PROBLEM TO SOLVE
List each line in the listing below that contains the string "long", copying every such line in full.

-- begin DATA SHOWN --

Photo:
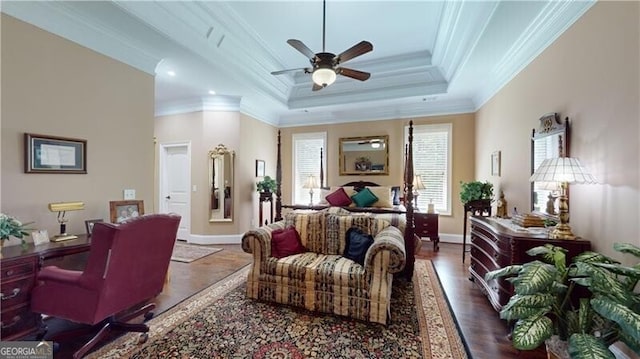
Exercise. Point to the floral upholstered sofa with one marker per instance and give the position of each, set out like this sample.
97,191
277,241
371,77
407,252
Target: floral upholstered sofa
323,274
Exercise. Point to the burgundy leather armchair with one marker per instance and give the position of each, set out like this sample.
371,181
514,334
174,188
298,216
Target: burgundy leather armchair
126,268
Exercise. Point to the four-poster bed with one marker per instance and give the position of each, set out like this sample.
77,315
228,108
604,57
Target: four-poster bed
407,210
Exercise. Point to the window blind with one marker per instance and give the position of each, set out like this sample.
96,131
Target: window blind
306,161
432,162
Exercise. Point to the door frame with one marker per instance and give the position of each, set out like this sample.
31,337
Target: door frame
162,179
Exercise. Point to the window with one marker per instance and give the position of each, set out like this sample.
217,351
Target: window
306,161
432,162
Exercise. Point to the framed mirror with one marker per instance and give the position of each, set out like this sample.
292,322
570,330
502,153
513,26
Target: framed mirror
364,155
221,184
549,140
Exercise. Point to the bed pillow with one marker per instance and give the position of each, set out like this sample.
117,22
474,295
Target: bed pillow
383,193
357,244
338,198
364,198
286,242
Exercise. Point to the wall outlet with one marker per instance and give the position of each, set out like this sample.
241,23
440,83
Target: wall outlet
129,194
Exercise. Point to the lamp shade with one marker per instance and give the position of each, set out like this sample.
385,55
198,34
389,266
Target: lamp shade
562,169
324,76
417,183
310,182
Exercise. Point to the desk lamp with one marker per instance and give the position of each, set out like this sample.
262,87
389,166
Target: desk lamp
310,183
62,208
563,170
417,185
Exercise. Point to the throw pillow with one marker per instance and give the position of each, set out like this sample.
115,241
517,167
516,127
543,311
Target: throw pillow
285,242
364,198
338,198
357,244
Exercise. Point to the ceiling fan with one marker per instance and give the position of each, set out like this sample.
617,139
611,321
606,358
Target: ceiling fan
325,66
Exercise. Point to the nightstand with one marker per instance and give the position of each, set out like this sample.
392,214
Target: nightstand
426,225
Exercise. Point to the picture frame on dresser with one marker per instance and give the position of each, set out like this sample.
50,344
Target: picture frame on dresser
120,211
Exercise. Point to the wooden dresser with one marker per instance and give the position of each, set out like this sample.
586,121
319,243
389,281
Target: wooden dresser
19,267
494,245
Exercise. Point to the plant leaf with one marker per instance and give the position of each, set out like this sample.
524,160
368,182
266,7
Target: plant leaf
627,248
627,319
530,333
534,277
586,346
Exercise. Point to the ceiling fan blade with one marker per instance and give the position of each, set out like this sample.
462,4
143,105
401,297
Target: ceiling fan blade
298,45
354,74
356,50
306,70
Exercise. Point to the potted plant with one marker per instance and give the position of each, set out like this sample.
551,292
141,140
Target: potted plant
267,184
11,227
476,191
591,303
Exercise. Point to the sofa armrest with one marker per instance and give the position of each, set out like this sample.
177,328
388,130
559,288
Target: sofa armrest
389,239
258,241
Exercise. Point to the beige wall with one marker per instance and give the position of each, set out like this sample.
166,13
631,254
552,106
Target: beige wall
463,156
249,138
590,74
55,87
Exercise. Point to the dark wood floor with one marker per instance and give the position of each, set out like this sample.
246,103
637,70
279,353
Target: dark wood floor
484,333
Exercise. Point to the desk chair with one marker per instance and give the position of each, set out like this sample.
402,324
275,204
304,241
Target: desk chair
126,268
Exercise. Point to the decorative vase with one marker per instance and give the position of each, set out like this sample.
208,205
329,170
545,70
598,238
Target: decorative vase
557,348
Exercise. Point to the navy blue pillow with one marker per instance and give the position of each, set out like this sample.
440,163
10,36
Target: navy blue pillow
357,245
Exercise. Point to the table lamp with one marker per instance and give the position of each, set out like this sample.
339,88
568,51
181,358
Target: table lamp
310,183
417,185
563,170
62,208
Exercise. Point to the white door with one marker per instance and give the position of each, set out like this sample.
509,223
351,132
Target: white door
175,183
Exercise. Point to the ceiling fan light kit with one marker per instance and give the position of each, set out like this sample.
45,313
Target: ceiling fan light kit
324,76
325,70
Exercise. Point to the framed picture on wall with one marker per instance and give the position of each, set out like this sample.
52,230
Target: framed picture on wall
259,168
51,154
495,163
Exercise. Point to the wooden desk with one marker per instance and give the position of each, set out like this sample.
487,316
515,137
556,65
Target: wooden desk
495,246
19,267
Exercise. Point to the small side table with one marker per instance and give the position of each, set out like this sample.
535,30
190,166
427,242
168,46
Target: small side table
266,197
426,225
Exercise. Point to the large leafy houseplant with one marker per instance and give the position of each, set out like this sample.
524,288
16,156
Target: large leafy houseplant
267,184
547,301
475,190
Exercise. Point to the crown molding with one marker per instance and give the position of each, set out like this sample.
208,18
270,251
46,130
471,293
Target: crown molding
551,22
419,108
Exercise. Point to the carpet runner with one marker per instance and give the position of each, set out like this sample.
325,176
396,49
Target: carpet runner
188,253
219,322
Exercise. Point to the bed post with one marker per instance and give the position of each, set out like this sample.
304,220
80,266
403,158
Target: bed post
278,183
409,241
321,170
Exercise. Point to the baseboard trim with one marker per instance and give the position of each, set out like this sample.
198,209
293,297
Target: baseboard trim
215,239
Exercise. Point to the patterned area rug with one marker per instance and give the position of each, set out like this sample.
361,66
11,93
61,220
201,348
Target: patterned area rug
190,252
220,322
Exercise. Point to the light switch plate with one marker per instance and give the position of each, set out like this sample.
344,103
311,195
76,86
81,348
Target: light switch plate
129,194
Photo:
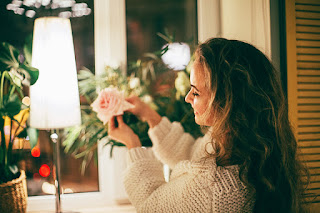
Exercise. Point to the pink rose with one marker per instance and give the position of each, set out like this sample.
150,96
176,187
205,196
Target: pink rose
110,102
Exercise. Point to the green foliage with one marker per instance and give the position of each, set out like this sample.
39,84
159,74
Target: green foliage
15,73
148,78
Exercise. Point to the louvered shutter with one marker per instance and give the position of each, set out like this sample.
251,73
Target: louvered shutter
303,68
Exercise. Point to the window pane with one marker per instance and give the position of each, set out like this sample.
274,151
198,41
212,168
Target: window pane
145,18
15,29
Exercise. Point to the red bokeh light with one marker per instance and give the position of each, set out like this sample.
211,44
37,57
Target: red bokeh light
36,177
44,170
35,152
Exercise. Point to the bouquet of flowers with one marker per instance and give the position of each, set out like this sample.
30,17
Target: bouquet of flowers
150,78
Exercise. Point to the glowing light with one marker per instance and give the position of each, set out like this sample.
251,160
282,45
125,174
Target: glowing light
70,7
177,56
35,152
44,170
36,177
48,188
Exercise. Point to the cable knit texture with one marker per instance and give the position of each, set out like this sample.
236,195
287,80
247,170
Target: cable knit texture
196,183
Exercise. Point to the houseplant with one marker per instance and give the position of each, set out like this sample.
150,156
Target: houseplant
16,73
148,78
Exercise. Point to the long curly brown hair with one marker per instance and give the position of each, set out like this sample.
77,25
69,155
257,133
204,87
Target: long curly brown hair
251,126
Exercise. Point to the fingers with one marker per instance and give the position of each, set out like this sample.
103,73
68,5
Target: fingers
112,123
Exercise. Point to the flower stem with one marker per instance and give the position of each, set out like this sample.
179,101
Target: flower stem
1,91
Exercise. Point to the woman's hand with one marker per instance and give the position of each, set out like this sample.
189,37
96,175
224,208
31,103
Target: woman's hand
122,133
144,111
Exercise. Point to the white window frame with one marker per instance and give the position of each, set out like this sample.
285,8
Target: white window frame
110,49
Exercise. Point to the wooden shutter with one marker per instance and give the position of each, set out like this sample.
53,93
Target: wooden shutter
303,75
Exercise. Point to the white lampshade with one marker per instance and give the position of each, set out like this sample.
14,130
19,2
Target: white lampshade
55,96
177,56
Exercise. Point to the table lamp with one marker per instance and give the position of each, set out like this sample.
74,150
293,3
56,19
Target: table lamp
54,97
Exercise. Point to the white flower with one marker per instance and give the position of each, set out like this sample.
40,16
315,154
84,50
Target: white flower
110,102
134,83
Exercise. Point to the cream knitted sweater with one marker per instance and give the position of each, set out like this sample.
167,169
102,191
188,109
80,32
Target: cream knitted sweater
196,185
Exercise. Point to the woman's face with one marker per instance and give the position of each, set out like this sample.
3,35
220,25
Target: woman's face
199,96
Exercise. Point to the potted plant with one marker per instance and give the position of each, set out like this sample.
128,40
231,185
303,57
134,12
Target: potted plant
16,73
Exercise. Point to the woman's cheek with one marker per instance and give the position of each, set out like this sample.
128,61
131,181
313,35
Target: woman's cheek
199,108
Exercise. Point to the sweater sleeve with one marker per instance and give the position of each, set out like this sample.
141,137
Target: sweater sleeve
148,191
170,143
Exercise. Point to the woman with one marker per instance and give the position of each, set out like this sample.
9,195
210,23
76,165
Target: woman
247,159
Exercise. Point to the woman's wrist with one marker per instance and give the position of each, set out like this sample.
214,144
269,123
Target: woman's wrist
153,118
135,142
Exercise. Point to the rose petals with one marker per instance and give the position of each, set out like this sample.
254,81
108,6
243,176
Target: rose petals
110,102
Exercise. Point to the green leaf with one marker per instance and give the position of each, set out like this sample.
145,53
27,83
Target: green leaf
9,56
27,49
12,106
32,72
72,135
33,136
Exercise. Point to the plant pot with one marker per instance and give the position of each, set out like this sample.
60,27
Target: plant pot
14,195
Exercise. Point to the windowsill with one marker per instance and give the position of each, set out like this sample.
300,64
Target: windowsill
108,209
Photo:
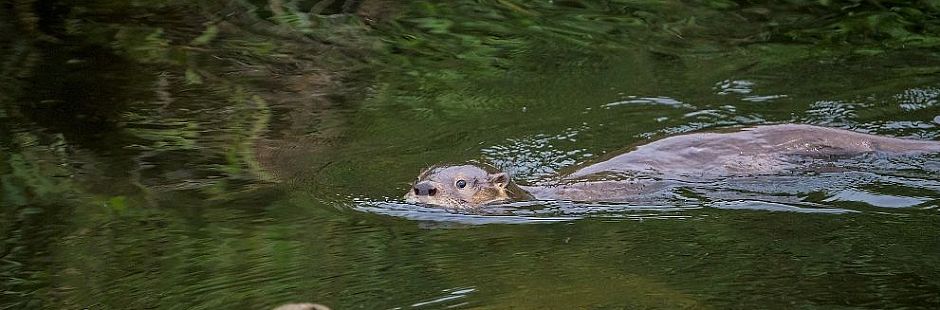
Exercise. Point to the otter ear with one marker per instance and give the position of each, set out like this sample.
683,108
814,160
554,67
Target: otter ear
500,179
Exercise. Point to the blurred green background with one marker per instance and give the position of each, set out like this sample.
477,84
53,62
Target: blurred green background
243,154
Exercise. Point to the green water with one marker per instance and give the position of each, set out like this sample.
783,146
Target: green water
248,154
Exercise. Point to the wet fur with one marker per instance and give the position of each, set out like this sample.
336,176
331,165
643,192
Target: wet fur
655,168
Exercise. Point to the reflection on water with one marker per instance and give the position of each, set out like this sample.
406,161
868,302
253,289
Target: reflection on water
207,155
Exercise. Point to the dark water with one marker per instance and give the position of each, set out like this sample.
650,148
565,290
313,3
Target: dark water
148,161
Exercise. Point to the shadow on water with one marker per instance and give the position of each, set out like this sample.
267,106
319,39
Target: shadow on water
204,154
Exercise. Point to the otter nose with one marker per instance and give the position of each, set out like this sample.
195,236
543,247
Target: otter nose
425,188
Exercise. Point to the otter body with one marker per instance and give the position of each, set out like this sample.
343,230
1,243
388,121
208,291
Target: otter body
660,165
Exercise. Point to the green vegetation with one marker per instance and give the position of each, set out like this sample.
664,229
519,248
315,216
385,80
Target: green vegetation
208,154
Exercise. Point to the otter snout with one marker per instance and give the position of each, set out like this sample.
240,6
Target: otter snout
425,188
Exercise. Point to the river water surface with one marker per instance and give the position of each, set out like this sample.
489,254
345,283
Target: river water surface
258,156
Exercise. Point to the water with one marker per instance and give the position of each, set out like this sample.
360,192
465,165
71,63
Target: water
170,165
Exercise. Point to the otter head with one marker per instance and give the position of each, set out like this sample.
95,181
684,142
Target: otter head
459,187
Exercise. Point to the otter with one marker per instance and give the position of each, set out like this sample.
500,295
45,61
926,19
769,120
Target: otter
660,165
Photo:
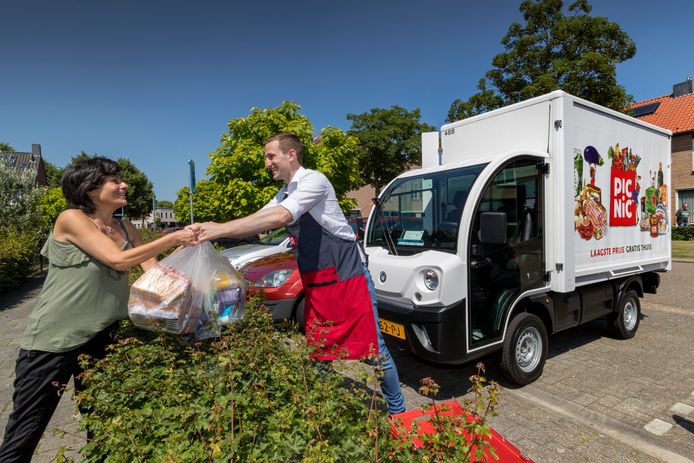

-- end DATA SHOWN --

FULL OUTPUT
Exercise. Point to the long curly brown hair with one marker per instance and give the position of each, set out like this sample.
Target: long curly brown hair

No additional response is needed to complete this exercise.